- **Do this**
Tally the lines of the records that contain the string "column", treating case as significant. Give only the number.

Stored data entries

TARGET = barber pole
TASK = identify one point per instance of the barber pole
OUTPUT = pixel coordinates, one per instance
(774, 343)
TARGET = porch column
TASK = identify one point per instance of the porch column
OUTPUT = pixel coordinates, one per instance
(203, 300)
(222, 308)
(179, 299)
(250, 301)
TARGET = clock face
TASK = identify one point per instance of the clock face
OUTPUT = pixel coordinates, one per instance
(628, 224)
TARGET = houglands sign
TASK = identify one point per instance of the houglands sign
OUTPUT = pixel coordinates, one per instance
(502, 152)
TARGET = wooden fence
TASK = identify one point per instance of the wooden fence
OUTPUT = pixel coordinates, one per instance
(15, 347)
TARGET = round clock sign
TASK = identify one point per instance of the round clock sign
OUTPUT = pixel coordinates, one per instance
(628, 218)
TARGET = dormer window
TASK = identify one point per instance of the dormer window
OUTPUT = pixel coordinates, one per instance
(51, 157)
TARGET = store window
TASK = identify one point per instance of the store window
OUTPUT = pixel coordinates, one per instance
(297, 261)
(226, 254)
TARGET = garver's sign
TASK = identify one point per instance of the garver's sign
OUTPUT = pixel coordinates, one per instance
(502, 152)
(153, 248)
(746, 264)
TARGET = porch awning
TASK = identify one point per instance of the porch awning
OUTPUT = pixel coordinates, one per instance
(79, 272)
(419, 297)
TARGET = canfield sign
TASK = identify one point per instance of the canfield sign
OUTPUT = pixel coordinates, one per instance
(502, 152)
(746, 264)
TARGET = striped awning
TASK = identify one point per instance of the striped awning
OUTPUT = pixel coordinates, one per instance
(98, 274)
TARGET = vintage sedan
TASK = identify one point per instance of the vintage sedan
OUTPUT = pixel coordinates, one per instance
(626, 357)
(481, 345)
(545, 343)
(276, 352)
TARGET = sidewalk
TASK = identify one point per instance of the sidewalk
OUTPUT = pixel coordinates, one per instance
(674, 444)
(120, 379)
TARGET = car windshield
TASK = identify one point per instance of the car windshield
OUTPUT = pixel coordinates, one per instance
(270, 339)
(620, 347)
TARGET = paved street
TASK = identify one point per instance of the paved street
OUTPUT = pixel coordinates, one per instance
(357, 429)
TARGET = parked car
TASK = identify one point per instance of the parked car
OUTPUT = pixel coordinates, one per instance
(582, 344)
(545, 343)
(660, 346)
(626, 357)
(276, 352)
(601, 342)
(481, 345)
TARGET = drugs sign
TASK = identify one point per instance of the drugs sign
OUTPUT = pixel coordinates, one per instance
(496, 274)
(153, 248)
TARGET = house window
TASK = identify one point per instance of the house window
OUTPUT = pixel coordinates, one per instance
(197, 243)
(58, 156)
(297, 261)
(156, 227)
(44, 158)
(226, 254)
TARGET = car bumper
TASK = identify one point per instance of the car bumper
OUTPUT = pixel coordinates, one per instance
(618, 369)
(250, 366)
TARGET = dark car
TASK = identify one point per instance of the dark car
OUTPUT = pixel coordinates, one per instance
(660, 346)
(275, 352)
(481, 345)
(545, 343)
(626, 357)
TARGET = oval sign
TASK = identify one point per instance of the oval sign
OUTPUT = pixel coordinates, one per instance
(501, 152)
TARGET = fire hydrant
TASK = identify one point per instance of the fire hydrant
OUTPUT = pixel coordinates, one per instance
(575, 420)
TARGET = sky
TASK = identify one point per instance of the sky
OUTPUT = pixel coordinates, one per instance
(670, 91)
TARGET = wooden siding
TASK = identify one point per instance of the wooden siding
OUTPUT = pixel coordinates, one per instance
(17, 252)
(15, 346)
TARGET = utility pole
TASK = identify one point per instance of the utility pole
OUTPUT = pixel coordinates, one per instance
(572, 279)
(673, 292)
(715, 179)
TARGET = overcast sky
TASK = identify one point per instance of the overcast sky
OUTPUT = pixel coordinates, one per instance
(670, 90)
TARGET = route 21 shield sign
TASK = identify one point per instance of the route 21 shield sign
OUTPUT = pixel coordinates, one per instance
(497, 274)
---
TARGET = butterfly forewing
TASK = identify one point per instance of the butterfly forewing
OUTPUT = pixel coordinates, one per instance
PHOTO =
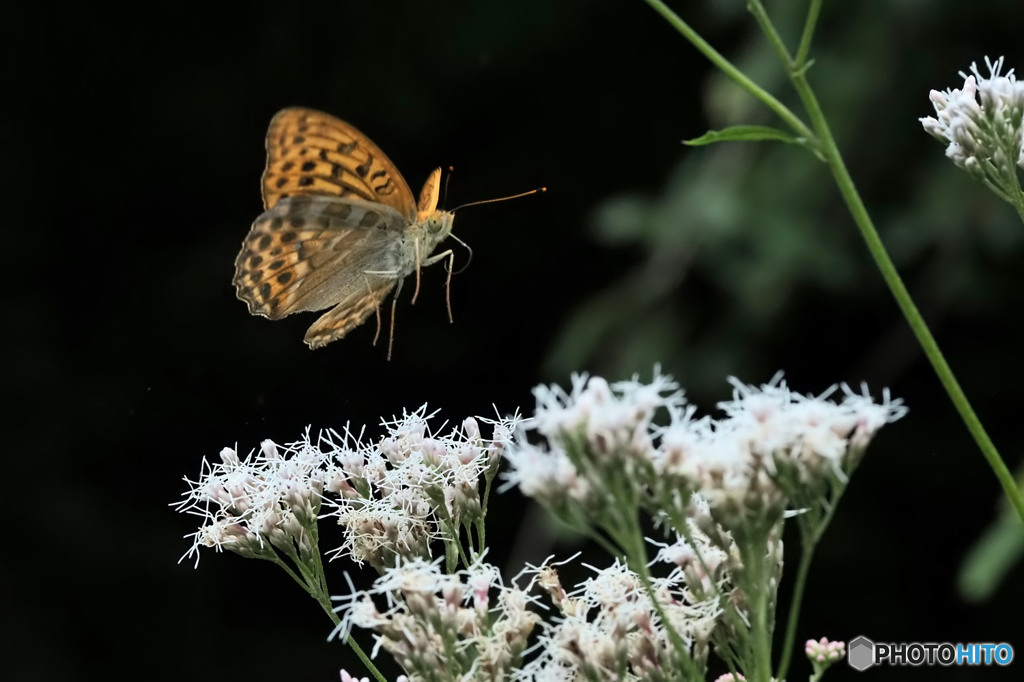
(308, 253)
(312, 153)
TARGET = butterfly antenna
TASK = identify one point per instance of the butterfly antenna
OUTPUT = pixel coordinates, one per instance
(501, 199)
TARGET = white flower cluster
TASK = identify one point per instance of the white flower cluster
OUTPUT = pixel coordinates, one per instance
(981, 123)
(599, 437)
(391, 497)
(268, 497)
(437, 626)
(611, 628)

- **Task output**
2